ILOILO, Philippines
Bowls of piping-hot barracuda soup were the much-anticipated treat when the Roa family gathered for a casual and relaxing Sunday meal.
Within hours, all six felt deathly ill. So did two dozen others from the same neighborhood. Some complained of bodywide numbness. Others felt weakness in their legs. Several couldn’t speak or even open their mouths.
“I was scared. I really thought I was going to die,” said Dabby Roa, 21, a student who suffered numbness in his head, tingling in his hands and had trouble breathing. What Mr. Roa and the others suffered that night in August was ciguatera fish poisoning, a rarely fatal but growing menace from eating exotic fish. All had bought portions of the same barracuda from a vendor.
An estimated 50,000 people worldwide suffer ciguatera poisoning each year, though more than 90 percent of cases go unreported. Scientists say the risks are getting worse, because of damage that pollution and global warming inflict on the coral reefs where many fish species feed.
::::::::
_Check your understanding_
#1 Rewrite the ciguatera article starting at the words "ILOILO, Philippines" and ending after "relaxing Sunday meal.", with "barracuda" changed to "grouper".
#2 Extend the ciguatera article by continuing on from its last sentence.

_Record extracts_
::::::::
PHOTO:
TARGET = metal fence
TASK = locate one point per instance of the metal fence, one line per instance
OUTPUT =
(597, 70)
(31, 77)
::::::::
_Task answers_
#1
ILOILO, Philippines
Bowls of piping-hot grouper soup were the much-anticipated treat when the Roa family gathered for a casual and relaxing Sunday meal.

#2
Dozens of popular fish types, including grouper and barracuda, live near reefs. They accumulate the toxic chemical in their bodies from eating smaller fish that graze on the poisonous algae. When oceans are warmed by the greenhouse effect and fouled by toxic runoff, coral reefs are damaged and poison algae thrives, the scientists say.
“Worldwide, we have a much bigger problem with toxins from algae in seafood than we had 20 or 30 years ago,” said Donald M. Anderson, director of the Coastal Ocean Institute at Woods Hole Oceanographic Institution in Massachusetts.
“We have more toxins, more species of algae producing the toxins and more areas affected around the world,” he said.
Homer cited ailment
Although risk of ciguatera poisoning has soared recently, the phenomenon is ancient. Fish poisoning shows up in Homer’s “Odyssey,” written some 800 years before the Christian era. Alexander the Great forbade his armies to eat fish for fear of being stricken, according to Yoshitsugi Hokama, a professor at the University of Hawaii.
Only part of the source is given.